- _Task brief_:
Print out the material that follows word for word.

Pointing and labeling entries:
━━━━━━━━━━━━━━━━
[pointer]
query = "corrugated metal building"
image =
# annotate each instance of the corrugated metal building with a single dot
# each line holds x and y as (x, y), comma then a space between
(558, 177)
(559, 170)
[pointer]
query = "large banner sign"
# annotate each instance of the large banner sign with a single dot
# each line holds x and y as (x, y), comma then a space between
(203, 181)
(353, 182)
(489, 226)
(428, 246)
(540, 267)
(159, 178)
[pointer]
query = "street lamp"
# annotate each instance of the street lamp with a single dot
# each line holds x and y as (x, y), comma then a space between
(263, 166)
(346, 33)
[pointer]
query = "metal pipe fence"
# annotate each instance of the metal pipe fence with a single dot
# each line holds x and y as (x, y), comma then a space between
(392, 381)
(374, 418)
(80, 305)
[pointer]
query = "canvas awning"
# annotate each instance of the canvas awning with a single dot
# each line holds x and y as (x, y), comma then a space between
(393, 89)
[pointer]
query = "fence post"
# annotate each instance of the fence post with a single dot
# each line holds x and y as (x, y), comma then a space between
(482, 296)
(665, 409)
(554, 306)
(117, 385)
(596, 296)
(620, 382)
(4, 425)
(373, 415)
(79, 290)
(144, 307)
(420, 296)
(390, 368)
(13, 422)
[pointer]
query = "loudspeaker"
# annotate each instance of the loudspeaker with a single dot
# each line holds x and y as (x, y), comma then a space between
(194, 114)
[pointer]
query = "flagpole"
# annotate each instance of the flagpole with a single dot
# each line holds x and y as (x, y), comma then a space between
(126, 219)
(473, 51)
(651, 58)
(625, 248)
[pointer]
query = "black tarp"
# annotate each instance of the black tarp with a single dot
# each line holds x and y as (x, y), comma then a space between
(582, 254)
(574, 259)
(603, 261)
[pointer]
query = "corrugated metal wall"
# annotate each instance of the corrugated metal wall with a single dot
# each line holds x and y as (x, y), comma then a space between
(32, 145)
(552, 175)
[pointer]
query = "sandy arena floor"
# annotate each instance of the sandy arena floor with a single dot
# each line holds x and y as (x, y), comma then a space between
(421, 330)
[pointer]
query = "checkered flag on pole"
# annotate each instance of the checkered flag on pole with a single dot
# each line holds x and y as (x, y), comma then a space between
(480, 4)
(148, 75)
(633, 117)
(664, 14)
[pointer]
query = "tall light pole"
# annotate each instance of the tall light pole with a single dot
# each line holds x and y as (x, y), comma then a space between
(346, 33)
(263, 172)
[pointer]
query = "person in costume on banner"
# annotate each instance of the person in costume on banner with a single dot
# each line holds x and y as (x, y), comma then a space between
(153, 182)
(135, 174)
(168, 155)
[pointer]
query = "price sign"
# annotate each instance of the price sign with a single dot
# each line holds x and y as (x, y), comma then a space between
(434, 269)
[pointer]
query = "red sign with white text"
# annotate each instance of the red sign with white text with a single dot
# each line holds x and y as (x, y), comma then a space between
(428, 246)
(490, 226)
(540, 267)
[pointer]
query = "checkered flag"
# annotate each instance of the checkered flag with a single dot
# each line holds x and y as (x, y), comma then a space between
━━━━━━━━━━━━━━━━
- _Expected output_:
[pointer]
query = "corrugated metal building"
image =
# annotate each instance of the corrugated metal building with a single dot
# each line holds x and y as (x, y), comma then a space between
(558, 177)
(559, 170)
[pointer]
query = "large banner sign"
# annotate each instance of the large banner sign with a single dot
# each line holds x and y as (x, y), comma then a space between
(203, 181)
(353, 182)
(489, 226)
(428, 246)
(540, 267)
(159, 178)
[pointer]
query = "street lamp"
# annotate each instance of the street lamp with a single dot
# each line holds x and y as (x, y), comma then a space between
(263, 166)
(346, 33)
[pointer]
query = "metal pipe fence"
# annotate each instance of the metal pipe fence with a single dot
# each line holds x and y as (x, y), comma then a space between
(392, 381)
(374, 418)
(80, 305)
[pointer]
query = "canvas awning"
# annotate each instance of the canvas awning with a single dot
# each line holds x and y as (x, y), comma then a space between
(393, 89)
[pointer]
query = "fence post"
# annotate each instance of the fence post with a single dot
# each line holds x and y as (x, y), comma then a space between
(482, 296)
(665, 409)
(554, 306)
(117, 385)
(596, 296)
(620, 382)
(4, 425)
(373, 415)
(79, 290)
(144, 307)
(420, 296)
(390, 368)
(13, 422)
[pointer]
query = "loudspeaker"
# annotate each instance of the loudspeaker with a single dot
# each line holds x and y as (x, y), comma then a space between
(194, 114)
[pointer]
query = "flagpole"
# annotate each instance of the flagpole with a single dot
# each line holds x and y as (x, y), comma then a space between
(126, 219)
(473, 51)
(651, 58)
(625, 248)
[pointer]
query = "black tarp"
# annotate each instance of the black tarp with a single dot
# each line holds x and y as (x, y), comma then a space between
(582, 254)
(574, 259)
(603, 261)
[pointer]
query = "corrugated metal wall"
# annotate each instance of the corrugated metal wall with a single dot
# each line holds x and y as (x, y), comma then a space between
(32, 145)
(552, 175)
[pointer]
query = "sandy arena floor"
# annotate each instance of the sandy arena floor with a single dot
# each line holds x and y as (x, y), comma then a space between
(421, 330)
[pointer]
query = "checkered flag on pole"
# annotate each instance of the checkered flag on pole with a single dot
# each line holds x and y as (x, y), comma then a space between
(480, 4)
(148, 75)
(633, 117)
(664, 14)
[pointer]
query = "tall light pole"
# annotate each instance of the tall light pole with a single dot
# each line holds x and y as (x, y), comma then a space between
(346, 33)
(263, 172)
[pointer]
query = "person in costume on banner"
# annotate each instance of the person in costume on banner with a single dot
# each line holds x and y as (x, y), comma then a space between
(153, 182)
(135, 174)
(168, 155)
[pointer]
query = "price sign"
# annotate each instance of the price sign with a single dot
# each line holds x and y as (x, y), comma then a space between
(434, 269)
[pointer]
query = "red sign with white text"
# annotate each instance of the red sign with white text with a single dot
# each line holds x and y as (x, y), comma then a space between
(428, 246)
(490, 226)
(540, 267)
[pointer]
query = "checkered flag"
# annotate each instance of the checkered flag with a single dot
# each line holds x and y as (x, y), comma then a space between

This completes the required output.